▶ [Lesetext]
****************************************
Auch in diesem Jahr durfte ein Abend mit den Mitgliedern des Ensembles Musica Viva nicht fehlen. Das Programm musste zwar ein wenig variiert werden, da der Flötist H.W. Erdmann aus gesundheitlichen Gründen nicht am Konzert mitwirken konnte, doch bei dem großen Repertoire der Gruppe stellte das kein Problem dar. Die vorzügliche Sopranistin Marie Schmalhofer war in Kompositionen von Bernd Kremling, Helmut Bieler, Elke Tober-Vogt, John Cage (dieser mit den „Variations I“ / 1948 für Ensemble, erstaunlich gemäßigt und entschleunigt) eine erfreulich zu hörende, fantasievolle und stilsichere Interpretin. Bernd Kremling, am Schlagzeug, wie immer intensiv-aktiv, war ein aufmerksamer und absolut zuverlässiger Partner.
Die Komponistin Elke Tober-Vogt wusste mit ihrer 2008 entstandenen Vertonung des „Sonnenhymnus von Amarna“ für Sopran und Klavier zu überzeugen. Insbesondere durch die Kompositionstechniken Ostinato und Cluster entstanden Momente großer Suggestivkraft. Ein Text zum Thema „Liebe“ aus der Feder von Heide J. Bieler, betitelt „Poème für Sopran und Klavier“, wurde von Helmut Bieler sowie der auch darstellerisch agierenden Sopranistin Marie Schmalhofer charmant dargeboten. Das Konzert beschloss eine kurze Komposition von Helmut W. Erdmann mit dem Titel „Streß III“. Die optische Präsentation durch die Musiker regte zum Schmunzeln an. Gestik und Mimik im Stil eines „Fischgesangs“ kompensierten mühelos die nicht vorhandene Querflöte des erkrankten Komponisten.
Das Duo concertante Bayreuth mit Tobias van der Pals am Violoncello und Wolfram Graf am Klavier ist ein eingespieltes, homogenes Team. Aus den acht Titeln des Programms hervorgehoben sei die Rhapsodie (2011) von Helmut Bieler. Er entwickelte hier Melodik, gepaart mit Lyrik, was von den beiden Interpreten überzeugend dargeboten wurde. Auch seine Herbstmusik (2005) kommt emotional und kontemplativ unmittelbar auf den Hörer zu. In Anwesenheit des Komponisten Horst Lohse interpretierte Wolfram Graf die „Dedicazione“ für Klavier solo kraftvoll und bewegt. Die frühe Sonata aus den Jahren 1948/1953 für Violoncello solo von György Ligeti offenbarte einen noch in den traditionellen Formen – sowohl Kontrapunktik als auch Zwölftontechnik – verhafteten Künstler mit starker Ausdruckskraft.
****************************************
▶ [Arbeitsauftrag] Aktualisiere im Konzertbericht alles von "Das Duo concertante" bis hinunter zu "mit starker Ausdruckskraft." und gib diesen Abschnitt wieder. Ersetze dabei "Violoncello" durch "Cello".

Gespeicherte Dateneinträge:
****************************************
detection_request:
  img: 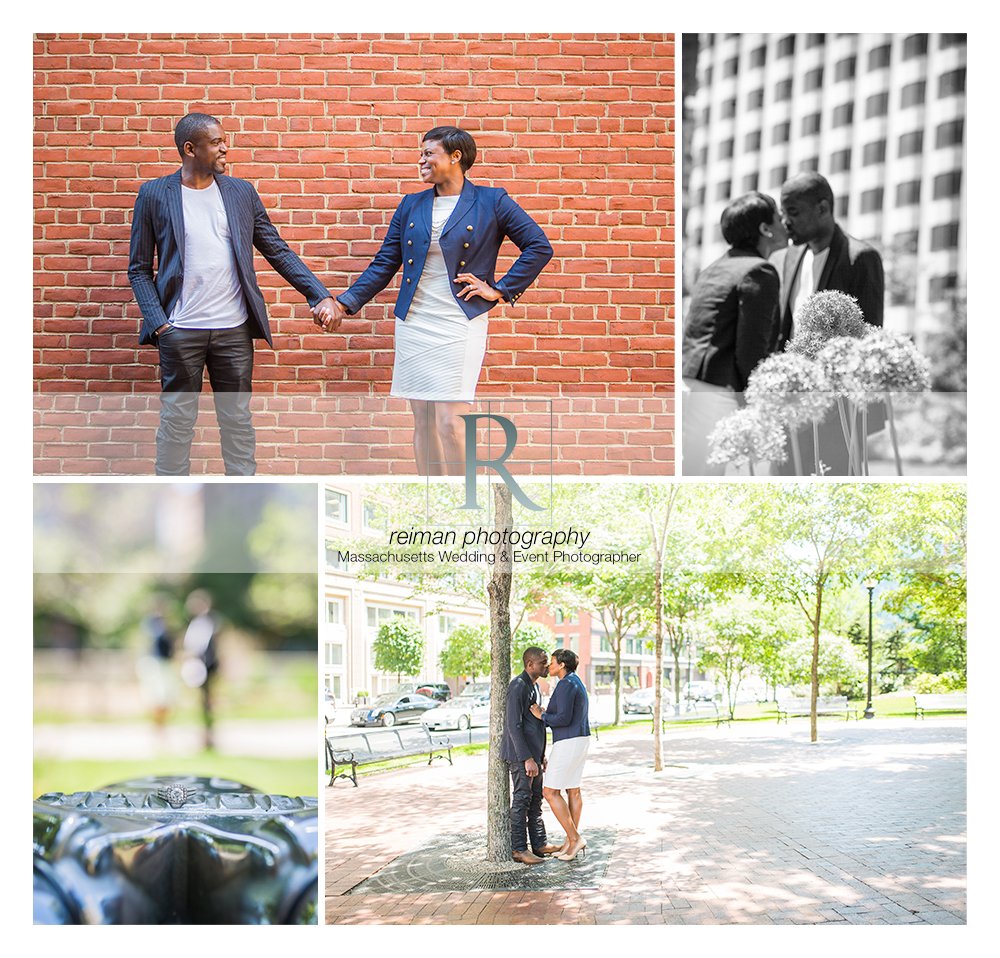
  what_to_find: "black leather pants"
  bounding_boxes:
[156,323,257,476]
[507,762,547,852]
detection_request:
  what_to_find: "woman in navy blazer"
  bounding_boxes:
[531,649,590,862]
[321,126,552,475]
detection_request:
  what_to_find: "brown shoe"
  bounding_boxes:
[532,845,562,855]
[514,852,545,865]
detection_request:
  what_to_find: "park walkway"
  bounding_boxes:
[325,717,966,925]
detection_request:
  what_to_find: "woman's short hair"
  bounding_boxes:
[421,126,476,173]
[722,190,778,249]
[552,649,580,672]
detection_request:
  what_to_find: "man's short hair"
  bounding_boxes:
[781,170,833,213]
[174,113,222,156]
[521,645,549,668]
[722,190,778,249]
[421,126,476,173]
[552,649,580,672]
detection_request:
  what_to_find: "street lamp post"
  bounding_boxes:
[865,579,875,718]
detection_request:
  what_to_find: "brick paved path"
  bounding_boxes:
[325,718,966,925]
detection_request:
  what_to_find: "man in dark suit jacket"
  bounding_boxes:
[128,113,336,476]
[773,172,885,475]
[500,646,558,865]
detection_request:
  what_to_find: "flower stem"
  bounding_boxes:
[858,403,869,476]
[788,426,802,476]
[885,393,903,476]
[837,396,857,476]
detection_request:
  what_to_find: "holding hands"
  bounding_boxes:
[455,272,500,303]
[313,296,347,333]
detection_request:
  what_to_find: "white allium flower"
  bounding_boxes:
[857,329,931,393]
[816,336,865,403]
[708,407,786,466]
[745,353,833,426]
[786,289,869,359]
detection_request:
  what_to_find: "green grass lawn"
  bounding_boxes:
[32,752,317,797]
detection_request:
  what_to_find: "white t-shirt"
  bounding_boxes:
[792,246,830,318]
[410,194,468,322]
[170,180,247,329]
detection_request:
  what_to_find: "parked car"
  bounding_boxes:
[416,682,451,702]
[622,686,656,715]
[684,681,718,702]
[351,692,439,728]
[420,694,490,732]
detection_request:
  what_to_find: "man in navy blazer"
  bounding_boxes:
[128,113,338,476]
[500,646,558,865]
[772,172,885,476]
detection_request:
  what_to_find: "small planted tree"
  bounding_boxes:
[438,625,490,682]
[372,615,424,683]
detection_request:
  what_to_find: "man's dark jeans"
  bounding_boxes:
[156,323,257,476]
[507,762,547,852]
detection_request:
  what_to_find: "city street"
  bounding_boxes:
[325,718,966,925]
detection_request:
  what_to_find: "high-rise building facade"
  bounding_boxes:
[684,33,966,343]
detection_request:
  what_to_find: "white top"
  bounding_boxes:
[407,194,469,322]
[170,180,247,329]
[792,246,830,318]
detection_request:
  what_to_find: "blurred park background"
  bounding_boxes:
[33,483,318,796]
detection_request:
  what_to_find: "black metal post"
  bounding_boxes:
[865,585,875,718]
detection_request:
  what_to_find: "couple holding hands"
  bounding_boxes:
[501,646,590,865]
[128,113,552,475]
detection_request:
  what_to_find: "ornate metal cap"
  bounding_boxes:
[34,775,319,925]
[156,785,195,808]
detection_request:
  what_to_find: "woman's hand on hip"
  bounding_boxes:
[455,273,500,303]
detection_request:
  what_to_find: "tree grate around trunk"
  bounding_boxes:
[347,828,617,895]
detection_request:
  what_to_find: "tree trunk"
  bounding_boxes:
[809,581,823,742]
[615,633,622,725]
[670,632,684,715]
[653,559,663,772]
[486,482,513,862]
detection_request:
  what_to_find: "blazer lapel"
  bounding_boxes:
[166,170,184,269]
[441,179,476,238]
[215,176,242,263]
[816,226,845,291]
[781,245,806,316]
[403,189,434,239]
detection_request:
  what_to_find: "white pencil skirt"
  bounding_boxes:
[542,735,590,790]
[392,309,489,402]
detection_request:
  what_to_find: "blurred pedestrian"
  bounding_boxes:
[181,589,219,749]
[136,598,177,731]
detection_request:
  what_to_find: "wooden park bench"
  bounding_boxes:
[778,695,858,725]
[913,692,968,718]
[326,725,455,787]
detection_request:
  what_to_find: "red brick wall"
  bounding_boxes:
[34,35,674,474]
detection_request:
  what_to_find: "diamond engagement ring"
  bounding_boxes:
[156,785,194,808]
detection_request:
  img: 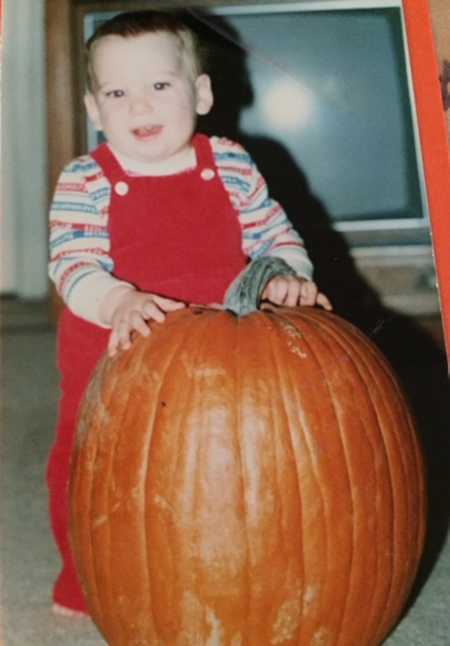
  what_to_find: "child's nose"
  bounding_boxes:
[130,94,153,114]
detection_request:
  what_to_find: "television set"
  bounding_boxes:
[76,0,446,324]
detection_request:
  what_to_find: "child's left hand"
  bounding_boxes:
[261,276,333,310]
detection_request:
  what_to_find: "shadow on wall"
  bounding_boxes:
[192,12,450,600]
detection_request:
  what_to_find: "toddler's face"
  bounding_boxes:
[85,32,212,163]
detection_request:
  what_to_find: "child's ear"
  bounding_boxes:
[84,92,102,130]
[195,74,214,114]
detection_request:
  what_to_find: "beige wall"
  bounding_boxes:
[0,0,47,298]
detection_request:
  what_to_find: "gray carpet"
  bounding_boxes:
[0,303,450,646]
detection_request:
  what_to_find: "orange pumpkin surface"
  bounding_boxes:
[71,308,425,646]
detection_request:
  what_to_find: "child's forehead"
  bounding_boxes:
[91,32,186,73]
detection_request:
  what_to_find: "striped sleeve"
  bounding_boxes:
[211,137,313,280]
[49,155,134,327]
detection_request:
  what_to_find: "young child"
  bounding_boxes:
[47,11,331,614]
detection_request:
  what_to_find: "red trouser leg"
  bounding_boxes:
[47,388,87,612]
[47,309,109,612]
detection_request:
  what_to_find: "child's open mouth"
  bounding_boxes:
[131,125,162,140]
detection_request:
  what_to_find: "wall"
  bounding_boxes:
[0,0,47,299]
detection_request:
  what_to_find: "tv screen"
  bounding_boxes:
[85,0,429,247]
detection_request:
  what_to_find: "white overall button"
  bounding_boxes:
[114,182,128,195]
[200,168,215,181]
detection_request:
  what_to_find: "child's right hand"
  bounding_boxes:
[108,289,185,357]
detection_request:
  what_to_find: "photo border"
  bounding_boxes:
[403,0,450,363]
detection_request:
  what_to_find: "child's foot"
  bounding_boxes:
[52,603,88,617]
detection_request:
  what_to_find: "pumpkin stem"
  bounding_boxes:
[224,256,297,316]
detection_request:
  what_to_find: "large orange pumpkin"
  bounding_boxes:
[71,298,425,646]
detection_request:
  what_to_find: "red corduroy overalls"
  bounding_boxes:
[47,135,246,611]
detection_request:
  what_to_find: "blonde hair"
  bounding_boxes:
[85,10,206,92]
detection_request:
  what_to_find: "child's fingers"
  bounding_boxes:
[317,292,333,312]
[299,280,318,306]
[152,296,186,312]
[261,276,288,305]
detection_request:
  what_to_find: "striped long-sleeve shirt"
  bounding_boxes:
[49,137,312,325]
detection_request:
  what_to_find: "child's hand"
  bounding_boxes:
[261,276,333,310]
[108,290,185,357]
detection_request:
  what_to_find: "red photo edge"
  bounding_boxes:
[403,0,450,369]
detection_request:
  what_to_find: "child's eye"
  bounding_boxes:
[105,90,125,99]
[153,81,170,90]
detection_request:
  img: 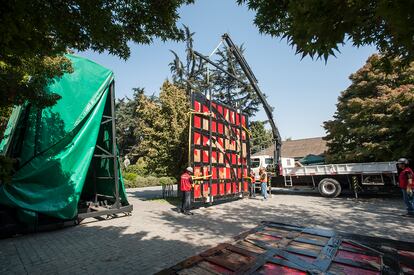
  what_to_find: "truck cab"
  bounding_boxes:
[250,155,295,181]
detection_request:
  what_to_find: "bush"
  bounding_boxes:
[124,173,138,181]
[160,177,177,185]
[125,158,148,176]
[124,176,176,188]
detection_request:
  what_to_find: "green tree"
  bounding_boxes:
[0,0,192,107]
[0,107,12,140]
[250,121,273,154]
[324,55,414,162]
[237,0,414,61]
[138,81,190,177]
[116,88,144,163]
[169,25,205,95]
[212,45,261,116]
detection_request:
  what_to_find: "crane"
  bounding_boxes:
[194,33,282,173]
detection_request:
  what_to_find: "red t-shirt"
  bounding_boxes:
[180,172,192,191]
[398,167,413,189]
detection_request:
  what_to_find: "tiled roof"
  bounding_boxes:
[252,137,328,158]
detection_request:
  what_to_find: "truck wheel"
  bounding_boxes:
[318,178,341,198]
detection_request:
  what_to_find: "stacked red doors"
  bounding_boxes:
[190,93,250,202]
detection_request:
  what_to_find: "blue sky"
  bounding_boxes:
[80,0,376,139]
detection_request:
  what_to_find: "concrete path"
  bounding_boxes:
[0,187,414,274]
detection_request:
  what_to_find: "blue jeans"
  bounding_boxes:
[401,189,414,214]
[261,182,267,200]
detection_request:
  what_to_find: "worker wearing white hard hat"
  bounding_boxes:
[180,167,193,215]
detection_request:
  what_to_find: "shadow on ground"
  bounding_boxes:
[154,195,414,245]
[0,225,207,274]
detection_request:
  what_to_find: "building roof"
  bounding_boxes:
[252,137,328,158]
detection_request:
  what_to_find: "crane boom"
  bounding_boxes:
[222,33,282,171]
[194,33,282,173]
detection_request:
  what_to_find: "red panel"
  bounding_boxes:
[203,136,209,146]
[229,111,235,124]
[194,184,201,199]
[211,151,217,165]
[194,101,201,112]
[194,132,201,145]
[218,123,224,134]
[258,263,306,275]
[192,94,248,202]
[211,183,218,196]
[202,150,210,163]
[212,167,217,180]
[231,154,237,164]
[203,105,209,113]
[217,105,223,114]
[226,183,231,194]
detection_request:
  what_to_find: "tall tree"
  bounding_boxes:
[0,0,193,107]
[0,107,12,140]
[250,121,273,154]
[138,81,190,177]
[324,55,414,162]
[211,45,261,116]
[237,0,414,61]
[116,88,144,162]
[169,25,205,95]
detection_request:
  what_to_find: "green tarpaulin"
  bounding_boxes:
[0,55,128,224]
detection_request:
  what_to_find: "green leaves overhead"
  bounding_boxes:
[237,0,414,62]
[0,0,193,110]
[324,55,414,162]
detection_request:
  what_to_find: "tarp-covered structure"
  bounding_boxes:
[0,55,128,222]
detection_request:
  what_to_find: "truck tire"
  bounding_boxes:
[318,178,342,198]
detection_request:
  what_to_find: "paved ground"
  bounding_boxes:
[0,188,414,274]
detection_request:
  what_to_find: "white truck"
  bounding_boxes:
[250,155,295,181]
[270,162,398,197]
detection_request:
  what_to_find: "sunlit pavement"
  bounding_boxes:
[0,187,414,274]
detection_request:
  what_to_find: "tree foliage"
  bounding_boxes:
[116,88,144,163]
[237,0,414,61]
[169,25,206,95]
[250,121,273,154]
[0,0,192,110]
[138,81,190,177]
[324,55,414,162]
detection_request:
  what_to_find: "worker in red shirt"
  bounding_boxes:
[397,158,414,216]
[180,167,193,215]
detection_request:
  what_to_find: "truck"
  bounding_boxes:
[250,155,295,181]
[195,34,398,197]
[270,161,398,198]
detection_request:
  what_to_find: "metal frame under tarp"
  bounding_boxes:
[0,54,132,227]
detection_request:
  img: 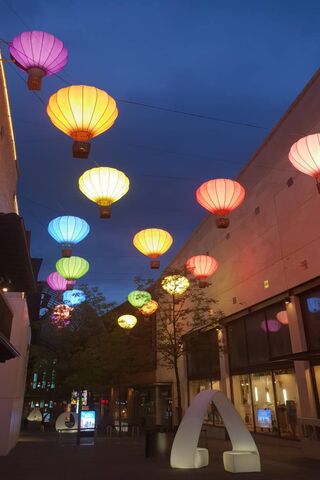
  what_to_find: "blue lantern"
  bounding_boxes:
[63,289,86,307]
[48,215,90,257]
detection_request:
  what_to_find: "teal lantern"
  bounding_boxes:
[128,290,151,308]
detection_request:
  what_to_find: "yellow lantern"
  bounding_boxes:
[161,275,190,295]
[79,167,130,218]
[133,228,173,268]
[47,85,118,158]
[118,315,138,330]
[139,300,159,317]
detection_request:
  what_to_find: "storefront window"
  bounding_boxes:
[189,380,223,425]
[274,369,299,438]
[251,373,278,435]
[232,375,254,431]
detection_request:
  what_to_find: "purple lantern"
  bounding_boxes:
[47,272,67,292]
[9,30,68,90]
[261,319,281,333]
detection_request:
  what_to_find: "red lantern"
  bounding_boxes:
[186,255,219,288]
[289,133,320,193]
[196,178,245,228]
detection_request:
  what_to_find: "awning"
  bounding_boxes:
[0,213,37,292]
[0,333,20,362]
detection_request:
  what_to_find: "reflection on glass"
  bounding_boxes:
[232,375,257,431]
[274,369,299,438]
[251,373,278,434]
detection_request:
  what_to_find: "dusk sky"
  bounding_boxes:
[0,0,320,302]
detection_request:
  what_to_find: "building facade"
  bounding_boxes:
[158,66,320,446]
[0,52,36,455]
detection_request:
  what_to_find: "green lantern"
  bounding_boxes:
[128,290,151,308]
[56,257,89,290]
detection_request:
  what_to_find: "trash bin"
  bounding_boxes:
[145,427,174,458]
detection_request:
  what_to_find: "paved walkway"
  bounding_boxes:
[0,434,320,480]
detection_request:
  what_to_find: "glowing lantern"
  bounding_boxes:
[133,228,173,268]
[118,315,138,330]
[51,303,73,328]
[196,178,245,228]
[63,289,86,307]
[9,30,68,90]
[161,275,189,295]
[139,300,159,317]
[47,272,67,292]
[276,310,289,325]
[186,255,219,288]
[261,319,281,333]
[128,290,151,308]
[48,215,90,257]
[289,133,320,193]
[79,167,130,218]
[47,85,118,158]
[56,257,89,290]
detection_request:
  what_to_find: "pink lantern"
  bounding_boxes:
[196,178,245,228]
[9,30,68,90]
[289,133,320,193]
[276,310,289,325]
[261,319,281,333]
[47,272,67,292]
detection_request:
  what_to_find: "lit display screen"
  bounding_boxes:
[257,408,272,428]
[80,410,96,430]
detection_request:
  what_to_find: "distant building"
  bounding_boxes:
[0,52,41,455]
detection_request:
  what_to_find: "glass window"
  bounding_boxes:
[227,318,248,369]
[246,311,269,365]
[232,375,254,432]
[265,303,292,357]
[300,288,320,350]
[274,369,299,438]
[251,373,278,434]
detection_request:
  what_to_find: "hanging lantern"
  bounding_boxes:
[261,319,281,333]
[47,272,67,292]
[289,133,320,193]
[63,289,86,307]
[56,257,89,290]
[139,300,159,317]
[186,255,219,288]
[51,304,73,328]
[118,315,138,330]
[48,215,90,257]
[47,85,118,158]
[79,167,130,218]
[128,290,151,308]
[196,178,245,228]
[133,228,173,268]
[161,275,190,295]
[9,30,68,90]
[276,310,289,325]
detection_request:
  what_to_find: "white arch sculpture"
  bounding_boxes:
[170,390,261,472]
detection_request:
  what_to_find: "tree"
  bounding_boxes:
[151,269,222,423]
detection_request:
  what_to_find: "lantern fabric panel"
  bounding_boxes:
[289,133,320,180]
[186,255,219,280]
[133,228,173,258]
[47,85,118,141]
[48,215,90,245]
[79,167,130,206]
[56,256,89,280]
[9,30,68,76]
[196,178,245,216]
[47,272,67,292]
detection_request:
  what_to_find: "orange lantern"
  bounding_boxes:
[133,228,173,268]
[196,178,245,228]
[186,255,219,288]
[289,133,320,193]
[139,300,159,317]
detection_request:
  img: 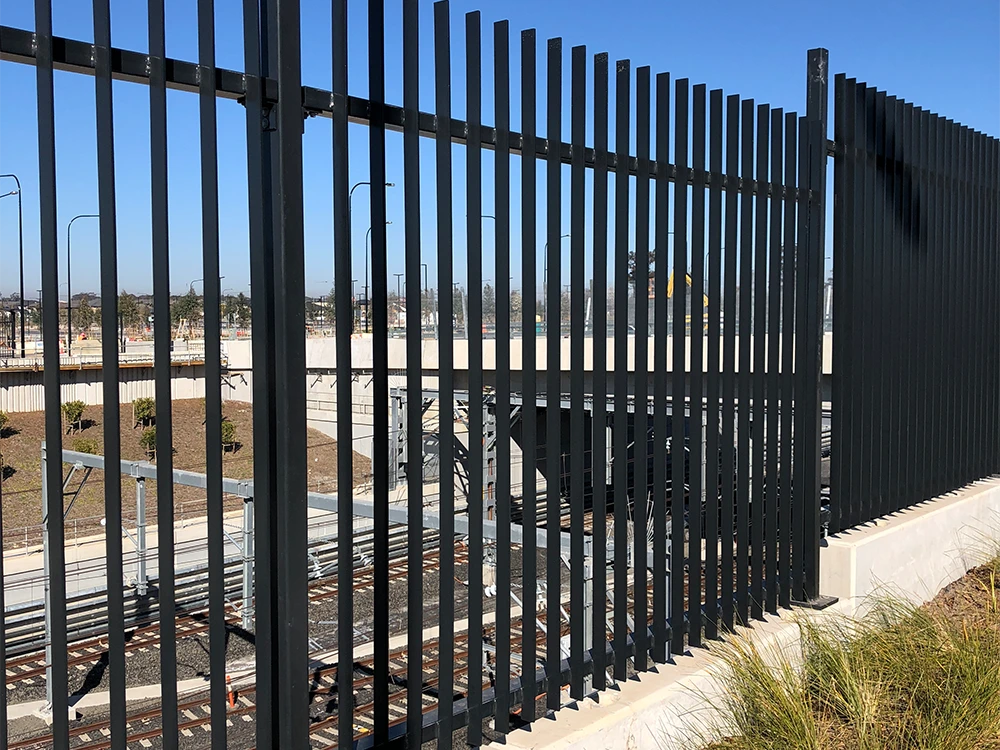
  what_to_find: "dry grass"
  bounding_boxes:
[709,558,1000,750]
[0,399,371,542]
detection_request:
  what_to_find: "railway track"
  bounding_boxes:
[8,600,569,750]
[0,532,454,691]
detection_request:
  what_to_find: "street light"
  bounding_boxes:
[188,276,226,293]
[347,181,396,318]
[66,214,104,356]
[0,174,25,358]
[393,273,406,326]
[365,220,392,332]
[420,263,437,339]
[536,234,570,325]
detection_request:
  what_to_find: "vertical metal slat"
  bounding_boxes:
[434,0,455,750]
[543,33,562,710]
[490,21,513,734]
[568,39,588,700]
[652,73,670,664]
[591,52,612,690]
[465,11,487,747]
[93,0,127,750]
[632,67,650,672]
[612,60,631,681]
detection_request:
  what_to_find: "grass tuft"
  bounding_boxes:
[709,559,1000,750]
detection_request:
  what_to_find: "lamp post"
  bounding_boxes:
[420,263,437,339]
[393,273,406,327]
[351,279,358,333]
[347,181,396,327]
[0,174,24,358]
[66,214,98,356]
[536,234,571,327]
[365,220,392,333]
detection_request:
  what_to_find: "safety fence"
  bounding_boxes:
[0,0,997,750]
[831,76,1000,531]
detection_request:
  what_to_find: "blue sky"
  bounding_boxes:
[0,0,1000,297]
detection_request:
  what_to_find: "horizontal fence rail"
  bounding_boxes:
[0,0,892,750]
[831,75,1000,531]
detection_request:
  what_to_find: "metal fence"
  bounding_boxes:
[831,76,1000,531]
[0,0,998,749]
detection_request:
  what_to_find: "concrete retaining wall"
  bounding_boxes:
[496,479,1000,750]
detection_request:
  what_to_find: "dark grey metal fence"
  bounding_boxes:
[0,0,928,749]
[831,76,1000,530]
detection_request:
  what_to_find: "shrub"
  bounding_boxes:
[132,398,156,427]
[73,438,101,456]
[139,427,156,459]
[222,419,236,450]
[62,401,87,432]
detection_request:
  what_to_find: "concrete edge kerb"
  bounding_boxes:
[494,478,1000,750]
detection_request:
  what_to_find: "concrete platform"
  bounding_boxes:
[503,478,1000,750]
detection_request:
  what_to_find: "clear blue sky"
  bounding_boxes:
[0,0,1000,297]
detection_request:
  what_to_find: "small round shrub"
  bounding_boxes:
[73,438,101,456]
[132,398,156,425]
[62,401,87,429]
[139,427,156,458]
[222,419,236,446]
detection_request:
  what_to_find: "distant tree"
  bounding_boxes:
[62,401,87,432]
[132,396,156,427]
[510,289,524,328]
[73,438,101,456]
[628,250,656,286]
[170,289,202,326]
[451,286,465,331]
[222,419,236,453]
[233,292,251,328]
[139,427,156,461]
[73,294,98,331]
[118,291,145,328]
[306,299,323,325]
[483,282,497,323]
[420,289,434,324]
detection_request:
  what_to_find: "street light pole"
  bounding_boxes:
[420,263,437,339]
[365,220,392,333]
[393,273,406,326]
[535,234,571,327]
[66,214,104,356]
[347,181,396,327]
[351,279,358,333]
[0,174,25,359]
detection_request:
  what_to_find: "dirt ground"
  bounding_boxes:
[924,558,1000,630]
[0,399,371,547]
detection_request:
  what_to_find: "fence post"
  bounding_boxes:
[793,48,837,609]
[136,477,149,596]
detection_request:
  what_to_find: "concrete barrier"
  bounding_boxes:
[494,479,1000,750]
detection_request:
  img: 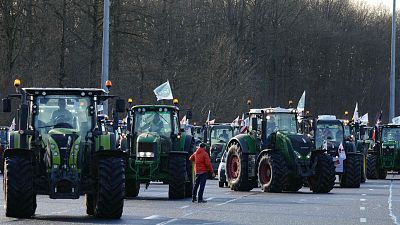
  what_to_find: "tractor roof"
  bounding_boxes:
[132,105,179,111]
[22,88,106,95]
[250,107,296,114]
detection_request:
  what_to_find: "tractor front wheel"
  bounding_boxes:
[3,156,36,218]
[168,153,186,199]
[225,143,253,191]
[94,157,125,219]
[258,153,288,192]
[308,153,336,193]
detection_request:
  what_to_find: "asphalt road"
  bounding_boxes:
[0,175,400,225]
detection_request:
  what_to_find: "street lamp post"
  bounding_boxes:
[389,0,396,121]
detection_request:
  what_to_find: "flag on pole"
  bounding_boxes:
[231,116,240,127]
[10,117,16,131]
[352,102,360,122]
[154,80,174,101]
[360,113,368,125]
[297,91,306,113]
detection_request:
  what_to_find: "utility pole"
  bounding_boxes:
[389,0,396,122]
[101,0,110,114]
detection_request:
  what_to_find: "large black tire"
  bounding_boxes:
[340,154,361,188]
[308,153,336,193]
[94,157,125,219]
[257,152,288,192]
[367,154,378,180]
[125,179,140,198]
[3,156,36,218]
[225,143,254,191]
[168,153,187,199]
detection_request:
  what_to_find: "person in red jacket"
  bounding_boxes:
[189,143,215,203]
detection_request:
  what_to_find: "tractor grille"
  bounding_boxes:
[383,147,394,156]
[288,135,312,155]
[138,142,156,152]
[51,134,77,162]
****************************************
▶ [Lösung]
Das Duo concertante Bayreuth mit Tobias van der Pals am Cello und Wolfram Graf am Klavier ist ein eingespieltes, homogenes Team. Aus den acht Titeln des Programms hervorgehoben sei die Rhapsodie (2011) von Helmut Bieler. Er entwickelte hier Melodik, gepaart mit Lyrik, was von den beiden Interpreten überzeugend dargeboten wurde. Auch seine Herbstmusik (2005) kommt emotional und kontemplativ unmittelbar auf den Hörer zu. In Anwesenheit des Komponisten Horst Lohse interpretierte Wolfram Graf die „Dedicazione“ für Klavier solo kraftvoll und bewegt. Die frühe Sonata aus den Jahren 1948/1953 für Cello solo von György Ligeti offenbarte einen noch in den traditionellen Formen – sowohl Kontrapunktik als auch Zwölftontechnik – verhafteten Künstler mit starker Ausdruckskraft.